[Image point grounding data]
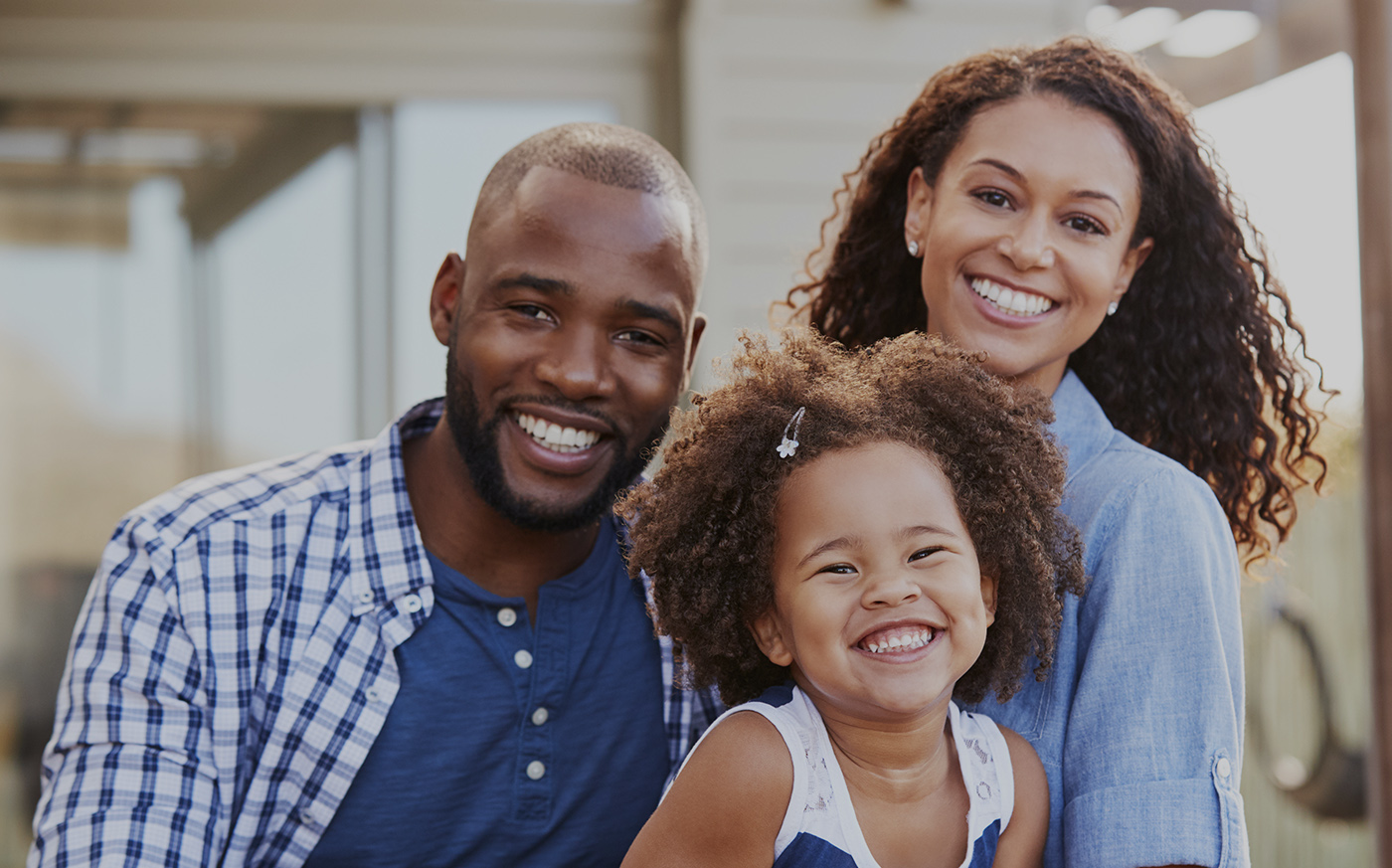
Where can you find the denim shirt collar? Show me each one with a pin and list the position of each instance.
(1081, 426)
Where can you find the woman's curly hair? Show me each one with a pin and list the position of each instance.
(703, 527)
(1203, 358)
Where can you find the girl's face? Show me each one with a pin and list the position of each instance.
(879, 602)
(1026, 234)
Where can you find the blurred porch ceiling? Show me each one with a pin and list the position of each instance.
(236, 96)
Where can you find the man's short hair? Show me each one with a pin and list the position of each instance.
(606, 153)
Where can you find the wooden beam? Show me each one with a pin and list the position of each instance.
(289, 142)
(1373, 113)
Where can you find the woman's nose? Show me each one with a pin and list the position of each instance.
(1027, 247)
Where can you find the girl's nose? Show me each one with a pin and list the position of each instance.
(888, 589)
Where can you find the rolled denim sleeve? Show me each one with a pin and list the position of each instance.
(1152, 749)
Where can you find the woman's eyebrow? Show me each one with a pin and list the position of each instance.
(1018, 175)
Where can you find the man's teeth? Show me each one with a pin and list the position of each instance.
(1011, 300)
(905, 638)
(554, 436)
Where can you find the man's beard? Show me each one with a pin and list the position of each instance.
(477, 443)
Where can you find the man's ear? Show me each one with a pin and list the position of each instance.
(988, 588)
(444, 296)
(770, 640)
(698, 330)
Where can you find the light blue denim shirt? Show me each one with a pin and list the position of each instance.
(1138, 722)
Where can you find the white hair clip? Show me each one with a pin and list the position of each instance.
(789, 445)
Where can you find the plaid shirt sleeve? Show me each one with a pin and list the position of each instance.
(128, 773)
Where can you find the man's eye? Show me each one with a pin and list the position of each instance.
(635, 335)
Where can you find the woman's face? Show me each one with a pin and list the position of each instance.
(1026, 234)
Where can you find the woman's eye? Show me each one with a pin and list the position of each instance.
(1086, 224)
(992, 198)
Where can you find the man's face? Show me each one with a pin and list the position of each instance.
(571, 333)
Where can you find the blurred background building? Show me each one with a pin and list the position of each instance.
(220, 222)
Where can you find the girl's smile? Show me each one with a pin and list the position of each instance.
(879, 600)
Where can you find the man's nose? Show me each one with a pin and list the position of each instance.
(578, 365)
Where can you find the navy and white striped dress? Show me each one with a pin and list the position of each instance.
(820, 826)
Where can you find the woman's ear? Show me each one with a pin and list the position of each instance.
(770, 640)
(988, 588)
(916, 209)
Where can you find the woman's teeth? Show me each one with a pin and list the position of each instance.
(898, 640)
(554, 436)
(1011, 300)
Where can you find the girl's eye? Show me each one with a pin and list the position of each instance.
(992, 198)
(1086, 224)
(841, 569)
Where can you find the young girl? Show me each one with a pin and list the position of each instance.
(879, 529)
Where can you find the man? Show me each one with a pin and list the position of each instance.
(422, 650)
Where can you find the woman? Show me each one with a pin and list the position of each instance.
(1055, 210)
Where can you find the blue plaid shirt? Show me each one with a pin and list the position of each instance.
(233, 662)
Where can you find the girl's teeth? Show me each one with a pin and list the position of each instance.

- EXERCISE GOAL -
Please copy the data shown above word for word, omitting the pictures.

- RESULT FOR THIS TASK -
Where can you find the denim shirt collar? Show me each one with a pin and list the position of each instance.
(1081, 426)
Where can you find the woman's curly hair? Show me each one with a pin and list the position of each instance.
(703, 527)
(1203, 358)
Where can you find the girl's face? Show me each one with a pin and list the position of each instance.
(879, 602)
(1026, 234)
Where can you find the blurred porch ceiling? Show me each one with a pin and list the position of each instance.
(236, 96)
Where can you find the man's short hair? Show me each one with a pin and list the position of each instance.
(606, 153)
Where can you find the wooden beam? Show me each one with a pin and list the position of each instance.
(289, 142)
(1373, 113)
Where can you find the woman's nose? Show me each one with a pin and list the position of each instance.
(1027, 247)
Where can you find the girl's nose? Show me each one with a pin and list the position of each instance.
(888, 589)
Where can you find the rolled denim sleeve? Show me each one with a pin and list the position of each instance.
(1152, 749)
Where can you find the woman's eyebrow? Show me each one with a pin and list the position of each instance.
(1018, 175)
Where can you find the man's teeth? Show me each one with a pin and list the position of each instance.
(1011, 300)
(905, 638)
(554, 436)
Where can you find the man's beard? Show me each one with a pin and list the position of each instance.
(477, 443)
Where can you find the man's ear? Show me each one with a pin and list the position of each instance.
(988, 588)
(444, 296)
(770, 640)
(698, 330)
Where can you find the light blue denim shirt? Show me each one with a pin and list the position of each instance.
(1138, 722)
Where can you find the white hair clip? Show me each one with a pin and list the position of each instance.
(789, 445)
Where can you find the plaid shirt sleeve? Show me each one with a pin and list the position of each instance.
(128, 773)
Where can you find the man's eye? Show me each one with a pin and list the position of each instance.
(635, 335)
Where can you find the woman's face? Show me each one with a pin and list the position of each instance.
(1026, 234)
Where can you find the woman's eye? Show me each one with a pin and list the position of each instance.
(1086, 224)
(992, 198)
Where can you find the man's face? Show me each one with a pin and list the position of each instance.
(571, 333)
Where can you find the blurred background building? Show me each one with a pin and list the position of each instance.
(220, 222)
Where can you find the girl's smile? Show me each one with a pin and list the position of each instance.
(879, 600)
Where can you find the man's nose? Show me each one with a pin and list the position of each instance.
(578, 365)
Where can you find the navy and white striped dress? Show me each one with a pin and list the position of each instance.
(820, 826)
Where can you find the woman's ear? Show me each one with a pin and list the position of each instance.
(770, 640)
(988, 588)
(916, 209)
Where can you find the woman's teeth? Show me each one with a pin and list the position of each instance.
(898, 640)
(554, 436)
(1011, 300)
Where can you find the girl's eye? Show me each one with a pin and list the position of each instance.
(992, 198)
(1086, 224)
(841, 569)
Where can you find the young girl? Show me each one with a pin and list the position of each instance.
(879, 529)
Where can you find the man? Show me each one with a pin and list the position of each instance.
(422, 650)
Where can you find the woman? Show me each one with a pin and list the position of each instance.
(1055, 210)
Where can you find the blue plaid shirt? Show me each one with a pin and list the position of each instance.
(233, 662)
Where can you find the girl's teeth? Show me each one with a pin and list the position of each instance.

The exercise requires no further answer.